Excerpts of pointing data

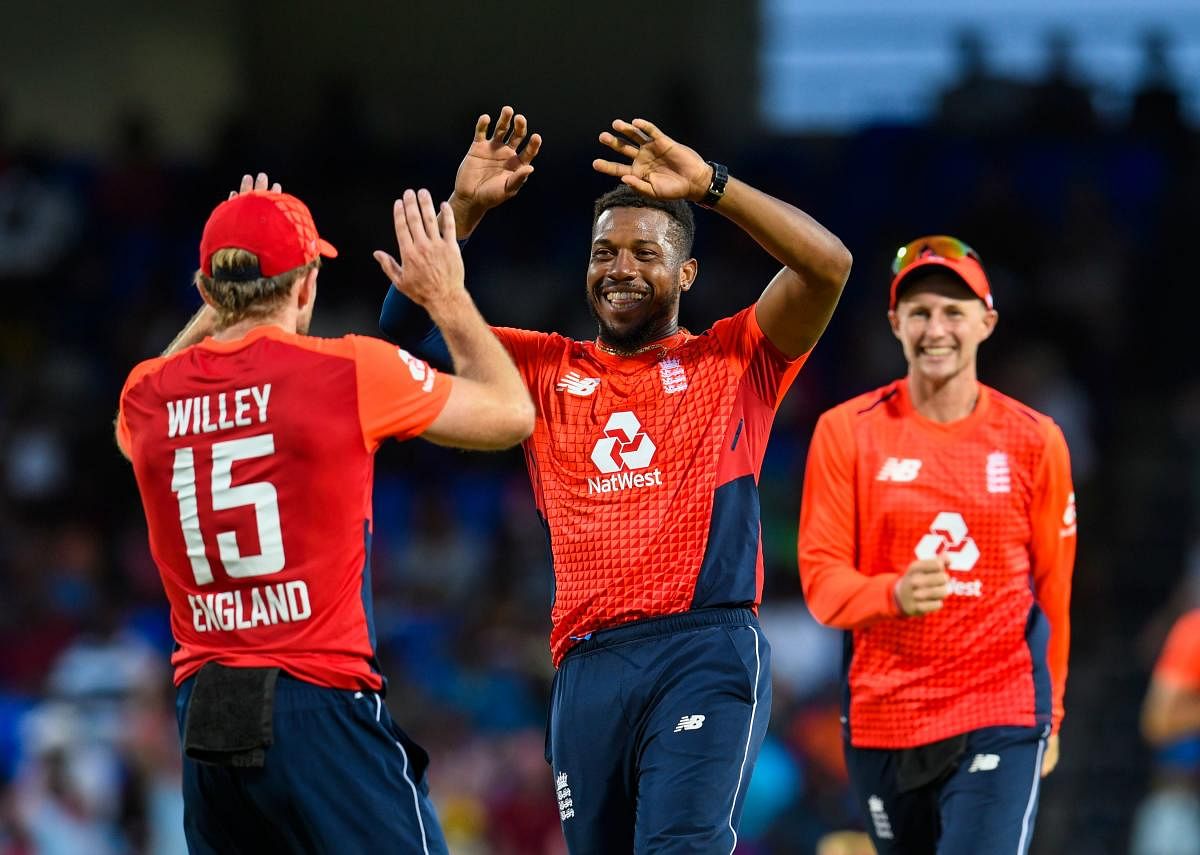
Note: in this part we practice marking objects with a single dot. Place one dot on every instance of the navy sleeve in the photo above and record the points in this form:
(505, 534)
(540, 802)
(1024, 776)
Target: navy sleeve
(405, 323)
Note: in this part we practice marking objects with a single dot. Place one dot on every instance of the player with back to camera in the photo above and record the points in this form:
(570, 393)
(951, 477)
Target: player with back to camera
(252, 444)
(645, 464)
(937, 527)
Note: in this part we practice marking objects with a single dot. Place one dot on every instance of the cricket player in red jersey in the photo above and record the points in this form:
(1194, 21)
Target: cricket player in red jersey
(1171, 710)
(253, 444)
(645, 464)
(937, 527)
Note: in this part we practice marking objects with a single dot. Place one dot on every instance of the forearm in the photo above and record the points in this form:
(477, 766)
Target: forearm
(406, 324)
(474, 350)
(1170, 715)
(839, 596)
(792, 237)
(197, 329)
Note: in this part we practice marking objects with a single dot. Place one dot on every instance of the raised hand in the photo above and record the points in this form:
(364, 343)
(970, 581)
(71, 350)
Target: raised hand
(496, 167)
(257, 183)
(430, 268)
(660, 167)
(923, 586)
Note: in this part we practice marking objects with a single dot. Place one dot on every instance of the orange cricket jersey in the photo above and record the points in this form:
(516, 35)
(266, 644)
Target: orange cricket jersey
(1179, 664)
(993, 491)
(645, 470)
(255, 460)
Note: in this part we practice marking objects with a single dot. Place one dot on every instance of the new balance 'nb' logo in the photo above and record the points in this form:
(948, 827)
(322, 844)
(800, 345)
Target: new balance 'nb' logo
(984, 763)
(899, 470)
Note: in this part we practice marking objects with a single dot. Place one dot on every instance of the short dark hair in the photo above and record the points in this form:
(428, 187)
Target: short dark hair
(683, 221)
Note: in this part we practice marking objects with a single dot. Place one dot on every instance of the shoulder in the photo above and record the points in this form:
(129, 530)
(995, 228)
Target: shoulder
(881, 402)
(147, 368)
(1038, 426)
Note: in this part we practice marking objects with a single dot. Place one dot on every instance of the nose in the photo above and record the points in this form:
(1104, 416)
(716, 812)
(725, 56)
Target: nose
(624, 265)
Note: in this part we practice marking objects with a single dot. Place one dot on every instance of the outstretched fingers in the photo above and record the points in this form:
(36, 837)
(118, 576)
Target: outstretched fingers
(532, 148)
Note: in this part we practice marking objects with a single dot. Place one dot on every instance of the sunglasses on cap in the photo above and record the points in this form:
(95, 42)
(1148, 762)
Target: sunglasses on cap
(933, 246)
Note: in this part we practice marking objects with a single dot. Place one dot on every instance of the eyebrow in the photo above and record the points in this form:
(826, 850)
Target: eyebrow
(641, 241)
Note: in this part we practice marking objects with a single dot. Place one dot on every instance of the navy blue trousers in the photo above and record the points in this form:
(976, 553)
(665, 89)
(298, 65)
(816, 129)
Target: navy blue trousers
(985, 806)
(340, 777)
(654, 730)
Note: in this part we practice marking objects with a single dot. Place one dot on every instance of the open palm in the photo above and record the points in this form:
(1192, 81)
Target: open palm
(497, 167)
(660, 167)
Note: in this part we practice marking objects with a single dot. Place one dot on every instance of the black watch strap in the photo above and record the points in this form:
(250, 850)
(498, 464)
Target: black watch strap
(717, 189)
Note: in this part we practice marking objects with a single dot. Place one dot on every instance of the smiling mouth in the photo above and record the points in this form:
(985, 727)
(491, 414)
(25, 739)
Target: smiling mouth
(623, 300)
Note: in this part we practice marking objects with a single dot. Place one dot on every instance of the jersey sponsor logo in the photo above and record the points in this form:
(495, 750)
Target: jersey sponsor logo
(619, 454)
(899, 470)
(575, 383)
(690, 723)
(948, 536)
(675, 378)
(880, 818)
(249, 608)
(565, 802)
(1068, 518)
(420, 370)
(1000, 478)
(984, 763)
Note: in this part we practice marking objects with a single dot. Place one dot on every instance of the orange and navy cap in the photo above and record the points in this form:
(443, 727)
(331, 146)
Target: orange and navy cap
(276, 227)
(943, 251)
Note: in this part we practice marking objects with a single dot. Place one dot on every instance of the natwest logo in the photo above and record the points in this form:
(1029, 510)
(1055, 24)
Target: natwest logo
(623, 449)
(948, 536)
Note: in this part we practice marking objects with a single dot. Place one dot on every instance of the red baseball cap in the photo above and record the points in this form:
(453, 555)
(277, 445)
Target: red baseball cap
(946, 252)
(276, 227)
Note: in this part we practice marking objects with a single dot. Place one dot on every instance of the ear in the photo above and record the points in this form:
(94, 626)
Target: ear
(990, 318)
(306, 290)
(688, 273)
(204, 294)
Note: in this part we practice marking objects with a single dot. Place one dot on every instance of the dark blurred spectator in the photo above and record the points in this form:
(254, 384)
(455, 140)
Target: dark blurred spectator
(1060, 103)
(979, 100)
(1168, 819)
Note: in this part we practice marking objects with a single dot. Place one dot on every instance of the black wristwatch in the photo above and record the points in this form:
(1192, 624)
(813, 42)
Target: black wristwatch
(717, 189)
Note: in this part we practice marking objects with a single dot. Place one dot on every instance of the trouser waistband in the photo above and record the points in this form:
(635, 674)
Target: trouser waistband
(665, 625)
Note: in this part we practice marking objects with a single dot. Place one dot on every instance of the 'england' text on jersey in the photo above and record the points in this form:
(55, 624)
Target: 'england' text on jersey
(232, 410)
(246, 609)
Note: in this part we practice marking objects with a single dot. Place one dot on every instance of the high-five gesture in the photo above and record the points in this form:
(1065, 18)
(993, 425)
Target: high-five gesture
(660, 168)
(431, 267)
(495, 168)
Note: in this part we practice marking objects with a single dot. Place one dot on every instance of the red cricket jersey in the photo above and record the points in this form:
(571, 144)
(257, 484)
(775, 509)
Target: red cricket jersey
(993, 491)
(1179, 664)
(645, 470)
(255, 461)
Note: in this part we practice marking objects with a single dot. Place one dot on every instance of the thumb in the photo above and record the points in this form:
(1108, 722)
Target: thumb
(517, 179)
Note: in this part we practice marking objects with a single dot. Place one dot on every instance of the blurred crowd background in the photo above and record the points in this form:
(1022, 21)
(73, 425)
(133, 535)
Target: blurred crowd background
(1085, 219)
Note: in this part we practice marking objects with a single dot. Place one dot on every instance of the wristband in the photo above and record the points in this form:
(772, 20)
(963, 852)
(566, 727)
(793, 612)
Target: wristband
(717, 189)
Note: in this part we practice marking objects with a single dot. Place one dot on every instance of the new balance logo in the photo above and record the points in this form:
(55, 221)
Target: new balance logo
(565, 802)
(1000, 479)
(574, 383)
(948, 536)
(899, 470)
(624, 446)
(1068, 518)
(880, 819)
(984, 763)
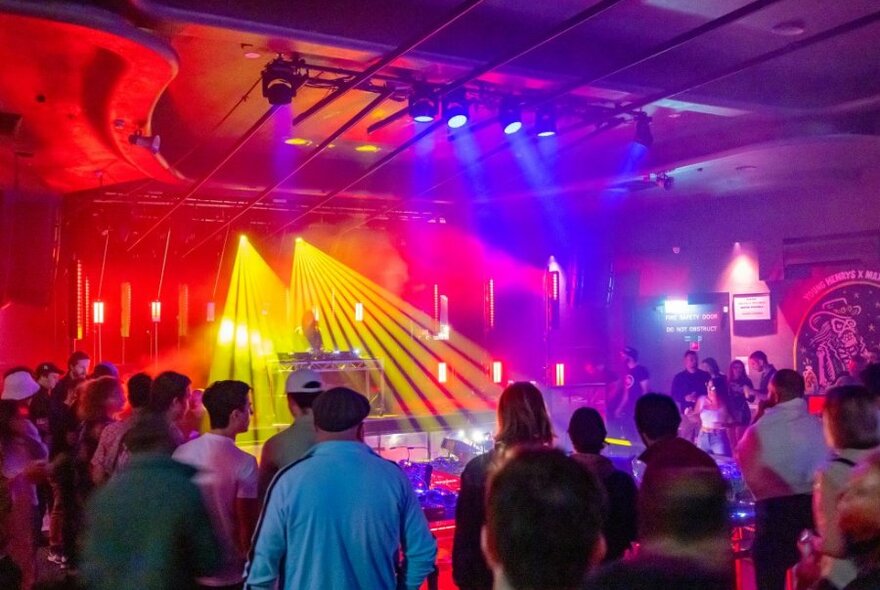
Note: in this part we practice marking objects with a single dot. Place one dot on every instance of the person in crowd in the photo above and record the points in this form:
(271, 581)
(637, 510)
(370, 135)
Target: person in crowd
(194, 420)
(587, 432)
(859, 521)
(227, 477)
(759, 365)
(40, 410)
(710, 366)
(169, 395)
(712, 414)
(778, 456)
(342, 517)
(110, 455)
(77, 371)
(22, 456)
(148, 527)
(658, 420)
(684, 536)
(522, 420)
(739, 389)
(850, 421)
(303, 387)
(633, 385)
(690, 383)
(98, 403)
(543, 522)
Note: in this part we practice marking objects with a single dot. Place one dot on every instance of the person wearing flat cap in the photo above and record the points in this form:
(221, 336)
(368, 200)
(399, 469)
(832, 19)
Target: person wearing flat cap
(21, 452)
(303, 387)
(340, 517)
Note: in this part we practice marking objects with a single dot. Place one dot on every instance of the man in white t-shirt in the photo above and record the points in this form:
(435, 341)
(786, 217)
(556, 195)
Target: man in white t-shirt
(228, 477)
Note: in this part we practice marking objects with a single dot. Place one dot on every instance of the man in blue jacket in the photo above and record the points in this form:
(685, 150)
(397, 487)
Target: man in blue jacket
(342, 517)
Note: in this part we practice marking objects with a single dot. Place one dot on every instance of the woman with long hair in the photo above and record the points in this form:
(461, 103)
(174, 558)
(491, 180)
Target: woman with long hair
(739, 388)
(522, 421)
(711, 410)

WHAT YOU SHOULD DO =
Pull out the lines from the one containing "the person wearing" through the end of the records, and reproduce them word for word.

RESPONSE TO THE EXERCISE =
Note: in this part we practice marking objects with a single dot. Place one dot on every instance of the person wearing flat cap in the photo above and record the points in this form:
(221, 336)
(368, 200)
(399, 469)
(832, 19)
Target: person wearing flat cap
(21, 452)
(303, 387)
(340, 517)
Note: in this part we practice marking objects with a single dot. Place one dot on every instance of the man in white t-shirt in the photo above and record the points in this form:
(435, 341)
(786, 217)
(556, 195)
Target: man in white t-shirt
(228, 477)
Note: in this part we practice marking objects with a single dot. Place one dot on every instance of the man in blue jacket in the photo above and record the points in this form:
(685, 150)
(397, 487)
Target: man in blue jacket
(342, 517)
Note: in this part we practice marking objects with a single dot. Place one dot on every instance of the woman with long hair in the photo above and record the points in this form:
(461, 103)
(174, 558)
(491, 180)
Target: woman with long hair
(739, 388)
(522, 421)
(711, 410)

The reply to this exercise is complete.